SOURCE EXTRACT ->
** begin **

2001-01-19 Thread Nick Bauman

Craig,

These design goals are AWESOME. It makes much more sense to do this
way. However, I _did_ do this as you mentioned: I have *.jsp and *.j
mapped to specific servlets in my ROOT/WEB-INF/web.xml and all I got was
the output of index.jsp as something Netscape had to download. telnetting
to the webserver port revealed that the index.jsp was being served by
Apache, not Catalina.

I'll mess around with it this weekend and see if I can get it to work "as
advertised" and report back my results, but I have a couple of guys
waiting on a servlet container that works with our *.j framework to test
today, so I'm temporarily falling back to 3.2.

I'm really happy that this approach is being followed as it's much more
(ultimately) intuitive than the way it's done in 3.2 because it's simpler.

Thanks again,

-Nick

On Fri, 19 Jan 2001, Craig R. McClanahan wrote:

 Nick Bauman wrote:
 
  On Fri, 19 Jan 2001, Craig R. McClanahan wrote:
 
   Nick Bauman wrote:
  
Uhhh, I just realized something
   
With TC 3x, you could map an extension from Apache to the servlet engine
with an AddHandler directive. I see nothing like this for TC4. Can someone
enlighten me?
   
  
   The design goals for mod_webapp say that it should respect web.xml mappings --
   in other words, if you added a servlet-mapping entry for "*.foo" to a
   particular servlet, then that is what would happen at runtime.
 
  I totally do not understand this! I'm dense or something: How does Apache
  / DSO* know about something in the web.xml?
 
 
 This is the key architectural difference between mod_webapp and the current 
generation
 of connectors.  When mod_webapp establishes its initial connection from Apache to
 Tomcat, the configuration information (extracted from the property getters of the
 internal Context object) is sent back to the connector in order to configure
 everything about this particular webapp.
 
 From the sysadmin perspective, this means we can forget all about having to 
configure
 things twice (once in httpd.conf and once in web.xml).  It's also a requirement of 
the
 2.3 spec -- if we create a "servlet container" using Apache+Tomcat together, it (the
 combination) must still obey all the servlet spec requirements, including respecting
 things in web.xml.

** end **

INFORMATION PROVIDED ->
** begin **

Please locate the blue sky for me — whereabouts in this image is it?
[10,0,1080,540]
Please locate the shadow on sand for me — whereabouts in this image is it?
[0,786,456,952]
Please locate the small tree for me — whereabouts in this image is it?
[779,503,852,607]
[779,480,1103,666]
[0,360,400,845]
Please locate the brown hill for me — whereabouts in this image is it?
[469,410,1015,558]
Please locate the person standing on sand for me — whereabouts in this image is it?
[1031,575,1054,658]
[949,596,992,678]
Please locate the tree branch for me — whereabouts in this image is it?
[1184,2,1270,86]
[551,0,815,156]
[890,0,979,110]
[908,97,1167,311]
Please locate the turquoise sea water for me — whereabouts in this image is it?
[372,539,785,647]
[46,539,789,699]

** end **

GIVEN INSTRUCTION 1 -> Summarize the mod_webapp thread in two sentences.
GIVEN INSTRUCTION 2 -> Carry on the mod_webapp thread from its last sentence.

WRITTEN ANSWER 1 -> Nick Bauman mapped *.jsp and *.j to specific servlets in his web.xml, but index.jsp was served by Apache rather than Catalina, so he is temporarily falling back to 3.2 while still calling the new design goals awesome. Craig R. McClanahan explains that when mod_webapp first connects Apache to Tomcat, the webapp's configuration is sent back to the connector, so web.xml mappings are respected and nothing has to be configured twice.

WRITTEN ANSWER 2 ->
 
 
  If I grok you, this still relies on having /foo mapped to the servlet
  container in Apache. I'm in a situation where Apache's DocumentRoot _is
  the same as_ the top level of the WAR, but I want Apache to serve the
  *.html and *.gif and *.jpg and *.png and I want Tomcat to only do the *jsp
  and a special mapping (in this case *.j).
 
 
 Then what you'd want is to configure the ROOT webapp to have a context base equal to
 your Apache document root.  If you want things mapped to servlets, just do them with
 servlet-mapping entries *exactly* like you would for Tomcat stand-alone.  As I
 mentioned earlier, the connector takes over the "default servlet" mapping, so it will
 handle everything that is *not* explicitly mapped to a servlet (i.e. all the static
 files).
 
 Again, this is all the design goals -- I have not tested the current implementation 
to
 see if it achieves these goals yet.  In particular, I recall seeing bug reports about
 mapping the ROOT context.
 
 
   The primary difference between Tomcat 4.0 stand alone and Tomcat 4.0 behind
   Apache is the mapping for the "default" servlet.  In the stand-alone case, this
   is mapped to the Tomcat servlet that serves static resources.  In the connected
   case, they would be served by Apache.
 
  I don't see how this works in my case. I'm being dense, I think.
 
 
 If you were running Tomcat stand-alone, you would accomplish the goal of mapping *.j
 files to a particular servlet like this (in your webapp's web.xml file):
 
 servlet
 servlet-nameMyServlet/servlet-name
 servlet-classcom.mycompany.mypackage.MyServlet/servlet-class
 /servlet
 
 servlet-mapping
 servlet-nameMyServlet/servlet-mapping
 url-pattern*.j/url-pattern
 /servlet-mapping
 
 and this rule would get applied to all incoming requests -- a request for "foo.j"
 would be sent to your servlet, while a request for "foo.html" would be handled by the
 default file-serving servlet.
 
 In Tomcat4+Apache, you do *exactly* the same thing.  The only difference at runtime 
is
 that Apache becomes the "default file-serving servlet" instead of the servlet inside
 Tomcat.
 
 Does that help?
 
 
   At any rate, this is the theory -- Pier can comment on current practice.  I know
   he's working on a bunch of bug fixes for the originally reported problems.
  
   Craig
 
  I would like to have it work in my case, but in order for me to help make
  it happen, I need to understand the goal, which I don't understand. If you
  or Pier can nurse me along a bit, I will work on making it happen in my
  case (I do know C) and give it

Catalina + Apache

2001-01-18 Thread Nick Bauman

Hello Jakarta Tribe,

We are targeting Tomcat 4.0 for a project to be released within 30
days. We currently have an app in production at Exodus in Chicago that
utilizes many megabits of throughput and runs on multiple webservers that 
are load balanced using TC 3.1 and Apache 1.3. This is a new release of
this app.

I have some questions:

1) If we are choosing to go with 4.0, should we also be taking a look at
Apache 2.0? How far has the integration come on that front?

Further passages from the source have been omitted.